Point annotation records

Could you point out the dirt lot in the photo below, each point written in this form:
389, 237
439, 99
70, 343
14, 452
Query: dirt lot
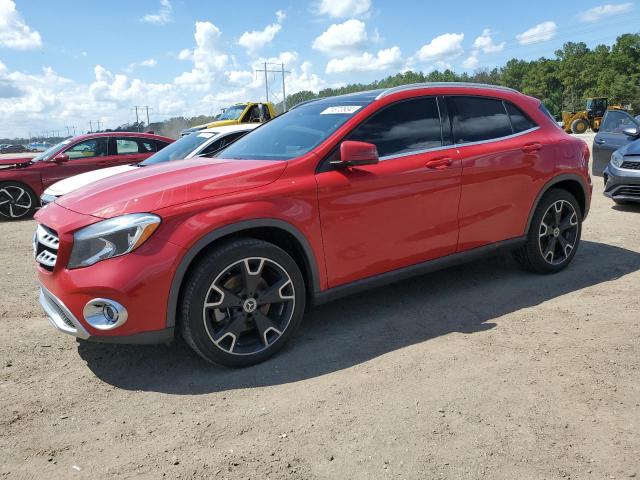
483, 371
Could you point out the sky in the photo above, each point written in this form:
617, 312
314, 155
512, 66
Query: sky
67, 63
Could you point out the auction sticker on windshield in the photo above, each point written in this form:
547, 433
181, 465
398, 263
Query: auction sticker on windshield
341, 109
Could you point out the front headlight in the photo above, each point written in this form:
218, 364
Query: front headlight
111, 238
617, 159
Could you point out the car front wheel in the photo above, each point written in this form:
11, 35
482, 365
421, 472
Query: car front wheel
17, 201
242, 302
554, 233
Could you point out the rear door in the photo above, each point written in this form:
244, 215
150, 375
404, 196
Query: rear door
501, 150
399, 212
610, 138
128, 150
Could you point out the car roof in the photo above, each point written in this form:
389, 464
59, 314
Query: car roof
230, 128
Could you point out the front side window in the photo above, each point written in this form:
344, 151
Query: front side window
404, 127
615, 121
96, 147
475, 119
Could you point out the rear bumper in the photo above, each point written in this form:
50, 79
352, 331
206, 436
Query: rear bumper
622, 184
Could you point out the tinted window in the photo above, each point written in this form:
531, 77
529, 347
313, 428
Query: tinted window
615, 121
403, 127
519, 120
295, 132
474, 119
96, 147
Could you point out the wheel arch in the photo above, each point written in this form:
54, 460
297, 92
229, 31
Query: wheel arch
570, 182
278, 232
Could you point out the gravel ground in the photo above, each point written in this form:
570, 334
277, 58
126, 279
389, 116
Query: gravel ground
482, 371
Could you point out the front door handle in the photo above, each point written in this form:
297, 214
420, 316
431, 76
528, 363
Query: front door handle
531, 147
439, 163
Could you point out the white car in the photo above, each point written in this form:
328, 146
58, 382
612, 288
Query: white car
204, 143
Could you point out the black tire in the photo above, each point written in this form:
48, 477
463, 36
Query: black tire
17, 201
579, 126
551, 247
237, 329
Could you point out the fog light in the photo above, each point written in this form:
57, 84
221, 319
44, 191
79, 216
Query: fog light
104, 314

...

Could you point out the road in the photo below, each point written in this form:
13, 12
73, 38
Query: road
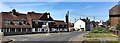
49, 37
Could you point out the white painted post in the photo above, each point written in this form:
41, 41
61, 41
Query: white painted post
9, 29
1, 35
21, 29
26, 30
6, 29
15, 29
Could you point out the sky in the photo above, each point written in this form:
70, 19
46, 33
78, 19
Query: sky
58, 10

* * *

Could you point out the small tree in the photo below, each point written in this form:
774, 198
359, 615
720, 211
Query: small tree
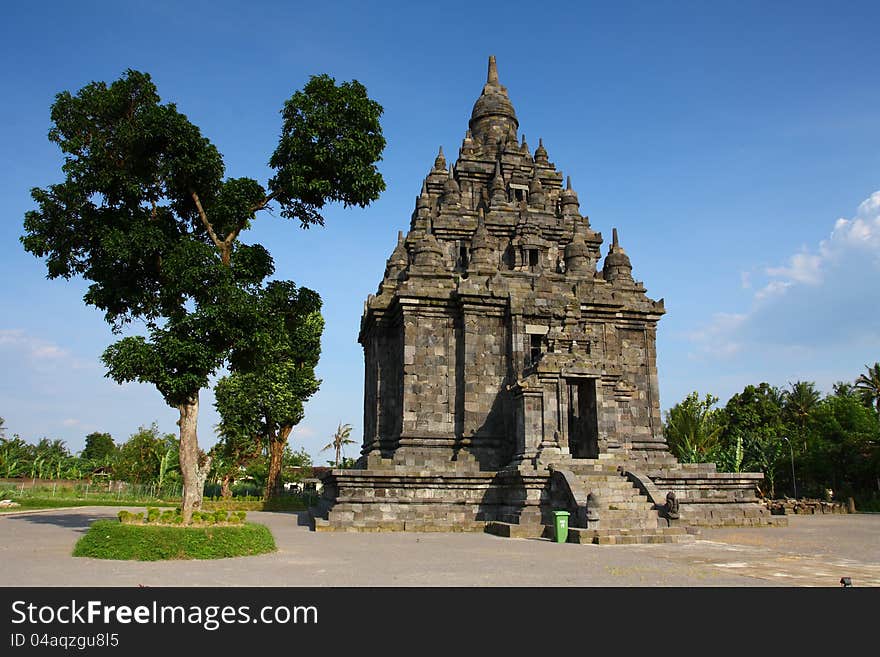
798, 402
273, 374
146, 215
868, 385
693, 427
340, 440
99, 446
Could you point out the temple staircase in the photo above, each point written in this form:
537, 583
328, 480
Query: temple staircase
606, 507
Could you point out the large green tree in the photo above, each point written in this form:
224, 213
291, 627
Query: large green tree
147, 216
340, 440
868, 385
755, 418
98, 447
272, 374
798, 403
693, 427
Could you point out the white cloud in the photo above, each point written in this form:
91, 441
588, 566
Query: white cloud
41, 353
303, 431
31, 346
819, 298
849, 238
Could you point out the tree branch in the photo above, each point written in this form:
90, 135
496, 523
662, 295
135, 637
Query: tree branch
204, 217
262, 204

● Written problem:
Which lines of the listing above contain the string "dirt"? Gather every one of them and copy each line out in full.

● The answer:
Could you point out the dirt lot in the photo below, each point written in this form:
Query: dirt lot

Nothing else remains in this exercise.